» Required work:
Look below for the line with "Place one point per instance of the background". Extract that line and each one after it through the last, word for word.

» Recorded data:

--- Begin ---

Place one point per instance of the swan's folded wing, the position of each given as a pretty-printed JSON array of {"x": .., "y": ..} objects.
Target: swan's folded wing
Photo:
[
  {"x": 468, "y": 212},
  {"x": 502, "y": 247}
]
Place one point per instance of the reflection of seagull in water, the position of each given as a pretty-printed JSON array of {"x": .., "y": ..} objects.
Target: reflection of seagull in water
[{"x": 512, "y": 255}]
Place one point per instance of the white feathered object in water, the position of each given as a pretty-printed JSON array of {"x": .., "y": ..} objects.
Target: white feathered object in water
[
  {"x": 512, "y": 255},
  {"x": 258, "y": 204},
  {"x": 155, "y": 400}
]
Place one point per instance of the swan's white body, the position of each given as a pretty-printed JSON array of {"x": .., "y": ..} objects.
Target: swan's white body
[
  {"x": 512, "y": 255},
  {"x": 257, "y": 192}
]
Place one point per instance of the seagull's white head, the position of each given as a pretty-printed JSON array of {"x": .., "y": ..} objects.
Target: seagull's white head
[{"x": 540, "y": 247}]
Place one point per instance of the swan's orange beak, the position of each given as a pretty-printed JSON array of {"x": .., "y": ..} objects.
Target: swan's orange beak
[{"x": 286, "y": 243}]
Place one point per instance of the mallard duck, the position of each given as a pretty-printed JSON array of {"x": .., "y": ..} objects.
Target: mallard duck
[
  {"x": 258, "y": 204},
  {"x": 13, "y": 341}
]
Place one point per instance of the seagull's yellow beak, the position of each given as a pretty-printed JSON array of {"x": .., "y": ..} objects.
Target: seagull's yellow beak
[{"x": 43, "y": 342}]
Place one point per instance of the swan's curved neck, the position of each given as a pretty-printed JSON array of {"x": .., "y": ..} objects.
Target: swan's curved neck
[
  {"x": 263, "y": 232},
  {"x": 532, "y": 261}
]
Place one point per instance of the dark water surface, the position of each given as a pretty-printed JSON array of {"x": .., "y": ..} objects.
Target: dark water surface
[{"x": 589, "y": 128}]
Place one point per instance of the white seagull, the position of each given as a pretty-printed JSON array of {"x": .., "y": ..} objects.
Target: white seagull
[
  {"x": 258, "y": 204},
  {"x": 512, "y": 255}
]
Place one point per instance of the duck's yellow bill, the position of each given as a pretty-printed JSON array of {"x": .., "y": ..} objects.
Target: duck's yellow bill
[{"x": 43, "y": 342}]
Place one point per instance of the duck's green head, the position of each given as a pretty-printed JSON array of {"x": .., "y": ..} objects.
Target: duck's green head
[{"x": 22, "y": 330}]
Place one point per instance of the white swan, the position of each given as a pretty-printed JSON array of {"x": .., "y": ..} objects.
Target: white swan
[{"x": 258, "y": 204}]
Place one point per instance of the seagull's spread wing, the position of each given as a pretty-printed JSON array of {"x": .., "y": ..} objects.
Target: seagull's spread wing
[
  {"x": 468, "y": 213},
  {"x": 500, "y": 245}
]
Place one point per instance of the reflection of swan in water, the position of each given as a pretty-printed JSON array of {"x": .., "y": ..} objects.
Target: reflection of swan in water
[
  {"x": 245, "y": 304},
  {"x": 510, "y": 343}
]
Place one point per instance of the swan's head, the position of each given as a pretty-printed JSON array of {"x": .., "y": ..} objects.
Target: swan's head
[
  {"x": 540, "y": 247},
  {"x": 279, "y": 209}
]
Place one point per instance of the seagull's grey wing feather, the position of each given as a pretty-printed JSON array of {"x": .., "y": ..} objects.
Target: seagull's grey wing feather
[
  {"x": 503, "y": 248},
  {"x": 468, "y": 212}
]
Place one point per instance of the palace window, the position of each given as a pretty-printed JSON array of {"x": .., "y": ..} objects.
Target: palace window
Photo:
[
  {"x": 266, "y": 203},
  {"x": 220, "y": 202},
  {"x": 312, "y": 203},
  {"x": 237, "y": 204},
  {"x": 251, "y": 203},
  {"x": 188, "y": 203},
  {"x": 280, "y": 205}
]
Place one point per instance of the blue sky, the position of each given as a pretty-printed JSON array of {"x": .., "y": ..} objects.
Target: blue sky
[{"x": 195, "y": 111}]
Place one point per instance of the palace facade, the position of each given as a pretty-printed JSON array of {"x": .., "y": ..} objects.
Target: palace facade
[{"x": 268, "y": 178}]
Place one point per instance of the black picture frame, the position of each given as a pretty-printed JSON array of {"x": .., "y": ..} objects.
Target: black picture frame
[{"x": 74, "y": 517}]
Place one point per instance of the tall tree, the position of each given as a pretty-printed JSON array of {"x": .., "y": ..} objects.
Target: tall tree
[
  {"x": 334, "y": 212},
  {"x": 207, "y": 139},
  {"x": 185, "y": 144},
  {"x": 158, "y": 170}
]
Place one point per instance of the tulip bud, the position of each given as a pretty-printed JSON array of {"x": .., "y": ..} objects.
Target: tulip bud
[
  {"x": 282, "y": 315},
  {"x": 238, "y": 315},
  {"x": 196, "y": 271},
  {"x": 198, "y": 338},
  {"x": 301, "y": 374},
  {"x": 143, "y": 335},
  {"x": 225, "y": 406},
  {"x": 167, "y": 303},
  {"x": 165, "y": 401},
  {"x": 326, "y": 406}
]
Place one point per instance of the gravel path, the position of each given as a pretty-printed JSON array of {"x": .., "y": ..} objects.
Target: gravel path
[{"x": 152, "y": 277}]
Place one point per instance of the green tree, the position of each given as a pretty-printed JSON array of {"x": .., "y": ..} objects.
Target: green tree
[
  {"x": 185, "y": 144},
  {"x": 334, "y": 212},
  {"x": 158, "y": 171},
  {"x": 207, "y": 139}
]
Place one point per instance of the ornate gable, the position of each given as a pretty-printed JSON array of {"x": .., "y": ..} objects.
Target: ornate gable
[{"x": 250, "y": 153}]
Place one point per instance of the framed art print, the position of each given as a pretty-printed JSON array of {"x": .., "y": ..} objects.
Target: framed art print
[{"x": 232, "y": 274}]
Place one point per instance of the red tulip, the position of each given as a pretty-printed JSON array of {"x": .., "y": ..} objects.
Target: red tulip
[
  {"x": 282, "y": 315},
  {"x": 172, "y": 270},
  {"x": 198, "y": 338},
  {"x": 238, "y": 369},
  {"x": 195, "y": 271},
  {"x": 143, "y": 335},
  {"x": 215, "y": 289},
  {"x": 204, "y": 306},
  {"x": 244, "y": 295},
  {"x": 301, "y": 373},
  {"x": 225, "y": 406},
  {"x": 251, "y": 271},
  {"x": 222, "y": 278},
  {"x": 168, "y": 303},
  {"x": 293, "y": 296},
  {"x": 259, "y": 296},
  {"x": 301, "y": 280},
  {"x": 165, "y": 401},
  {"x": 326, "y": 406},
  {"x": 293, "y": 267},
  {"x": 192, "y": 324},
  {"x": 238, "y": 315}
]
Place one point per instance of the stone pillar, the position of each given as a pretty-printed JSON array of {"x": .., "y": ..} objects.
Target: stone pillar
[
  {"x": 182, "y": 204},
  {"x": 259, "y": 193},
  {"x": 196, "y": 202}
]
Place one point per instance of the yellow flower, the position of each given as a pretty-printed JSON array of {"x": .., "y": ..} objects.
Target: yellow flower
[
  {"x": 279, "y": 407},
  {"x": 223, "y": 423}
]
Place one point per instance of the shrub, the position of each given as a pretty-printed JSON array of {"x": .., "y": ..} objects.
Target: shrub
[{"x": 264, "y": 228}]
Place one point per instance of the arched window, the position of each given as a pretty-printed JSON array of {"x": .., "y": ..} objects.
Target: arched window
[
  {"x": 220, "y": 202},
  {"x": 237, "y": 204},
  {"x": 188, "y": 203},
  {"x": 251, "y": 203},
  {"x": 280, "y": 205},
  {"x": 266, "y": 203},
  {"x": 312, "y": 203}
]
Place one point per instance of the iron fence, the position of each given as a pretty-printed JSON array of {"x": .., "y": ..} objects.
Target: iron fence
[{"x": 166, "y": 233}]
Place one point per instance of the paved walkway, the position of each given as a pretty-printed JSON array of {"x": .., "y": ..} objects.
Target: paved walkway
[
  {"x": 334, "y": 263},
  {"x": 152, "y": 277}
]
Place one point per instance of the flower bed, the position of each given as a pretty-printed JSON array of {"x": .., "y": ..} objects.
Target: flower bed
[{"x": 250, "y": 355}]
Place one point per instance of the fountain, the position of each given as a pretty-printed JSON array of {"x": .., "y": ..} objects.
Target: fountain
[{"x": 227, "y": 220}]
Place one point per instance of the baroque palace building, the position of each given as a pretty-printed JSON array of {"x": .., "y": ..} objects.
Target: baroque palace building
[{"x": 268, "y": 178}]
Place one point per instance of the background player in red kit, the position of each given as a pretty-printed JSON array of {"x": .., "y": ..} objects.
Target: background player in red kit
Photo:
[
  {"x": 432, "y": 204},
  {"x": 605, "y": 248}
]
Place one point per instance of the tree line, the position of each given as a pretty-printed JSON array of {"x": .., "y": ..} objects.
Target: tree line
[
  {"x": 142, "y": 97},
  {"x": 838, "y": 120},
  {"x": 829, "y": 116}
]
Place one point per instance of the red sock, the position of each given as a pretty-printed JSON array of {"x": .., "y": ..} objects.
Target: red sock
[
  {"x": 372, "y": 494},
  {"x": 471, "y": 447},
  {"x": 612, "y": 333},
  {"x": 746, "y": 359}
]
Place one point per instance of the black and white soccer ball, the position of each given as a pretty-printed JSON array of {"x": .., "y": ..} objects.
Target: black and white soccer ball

--- End ---

» Result of the exercise:
Place one point per instance of the background player in red kit, the position of each given as a pretty-printed JSON array of {"x": .., "y": ..} objects.
Target: background player in red kit
Photo:
[
  {"x": 432, "y": 204},
  {"x": 605, "y": 248}
]
Place one point per instance of the tree line, the position of each given as a pretty-printed JSON array of {"x": .., "y": ..} objects.
Target: tree line
[
  {"x": 142, "y": 97},
  {"x": 838, "y": 120},
  {"x": 829, "y": 116}
]
Place one point per instance of the red sock, the position of each given as a pretty-printed JSON array of {"x": .., "y": ..} objects.
Target: red sock
[
  {"x": 372, "y": 494},
  {"x": 471, "y": 447},
  {"x": 612, "y": 333},
  {"x": 746, "y": 359}
]
Place one point per instance of the black and white soccer ball, the position of each given as a pretty-printed JSON array of {"x": .., "y": ..} objects.
Target: black and white soccer ball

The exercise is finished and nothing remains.